Exercise requirements —
Answer these questions about the grandparents day account:
(a) How many pages long was the file of fables?
(b) Where did the writer sit after returning to the audience?
(c) What was the Director holding when she arrived on the stage?

Excerpt —
I rarely met her after that. And when I got this invite to the grandparents day in Ishani's primary school of which she is now the charming Director, I recalled that I hadn't gifted her any of my recent stories. And I didn't publish any more Ishani booklets after my wife passed away. 


I then recalled that I had blogged half a dozen 'Fables for Clever Girls' some months back. So I edited them up into a file of 25 pages, got it color-printed by my son, got it spiral-bound, inscribed a suitable dedication to the Director, enclosed the thing in a cloth-lined envelope, pushed it into a blue plastic folder, and carried it with me to Ishani's school this morning, ambling in my own casual gait.

And found a huge stage with sound systems and about 50 chairs for the august audience. And was ushered in to sit down in one of the chairs. But I entered the office and found a young lady to whom I delivered my gift packet asking her to please pass it on to her Director, 'after the event'. 

And returned to the audience and hid myself in a chair in the back row.

Pretty soon the band baaza started and I found Ishani walk like an angel on to the stage to deliver her 'welcome' address standing unfazed in front of one of the two mikes. And walk away victorious, with half a dozen other boys and girls of Grade 1 following up. The charming Director was nowhere, the show guided by half a dozen comely teachers. Then there were songs and dances and skits by angelic kids to entertain all of us senior citizens. And the printed program stated that we were then to be guided to the classrooms of our respective wards where we were to mix with the kids and have fun time.

And I was preparing to get up.

Suddenly from nowhere, the Director arrived on the stage with a blue plastic folder in her hands. And I was missing several heartbeats with a throbbing head. And the lady spoke a few extempore sweet words on the importance of grandparents as a species in their loving homes. And then said this (verbatim):

"And here in this audience is a special grandparent who writes and publishes booklets of stories, with his granddaughter in their titles so that she can read them when she grows up. He is a professor retired from IIT Kharagpur. His name is GP Sastry"

[Object pointing dataset rows]
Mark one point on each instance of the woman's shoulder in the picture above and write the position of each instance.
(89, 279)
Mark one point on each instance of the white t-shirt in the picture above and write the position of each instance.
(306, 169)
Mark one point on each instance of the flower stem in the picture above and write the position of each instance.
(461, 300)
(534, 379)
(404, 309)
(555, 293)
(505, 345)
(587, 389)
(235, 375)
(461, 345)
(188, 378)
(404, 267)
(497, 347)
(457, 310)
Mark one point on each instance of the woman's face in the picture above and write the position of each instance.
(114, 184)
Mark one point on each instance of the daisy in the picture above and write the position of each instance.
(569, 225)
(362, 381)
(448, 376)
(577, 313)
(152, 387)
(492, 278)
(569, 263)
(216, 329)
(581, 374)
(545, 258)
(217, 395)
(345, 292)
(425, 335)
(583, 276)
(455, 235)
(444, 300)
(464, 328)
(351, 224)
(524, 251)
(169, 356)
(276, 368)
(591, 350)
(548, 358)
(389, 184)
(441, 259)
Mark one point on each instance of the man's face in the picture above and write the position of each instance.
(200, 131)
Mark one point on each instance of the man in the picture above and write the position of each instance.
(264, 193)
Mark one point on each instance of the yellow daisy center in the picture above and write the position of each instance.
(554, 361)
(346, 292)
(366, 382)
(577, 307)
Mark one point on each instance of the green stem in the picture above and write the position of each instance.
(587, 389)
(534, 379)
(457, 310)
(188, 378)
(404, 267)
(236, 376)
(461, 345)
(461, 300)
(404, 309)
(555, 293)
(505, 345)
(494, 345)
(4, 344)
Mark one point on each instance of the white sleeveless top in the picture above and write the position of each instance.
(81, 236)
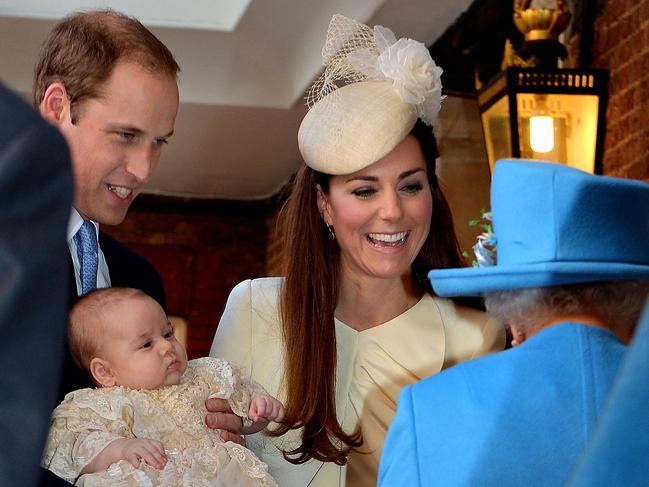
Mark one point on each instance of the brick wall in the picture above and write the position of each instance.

Response to the exercise —
(a) 25 pages.
(b) In a chair in the back row.
(c) A blue plastic folder.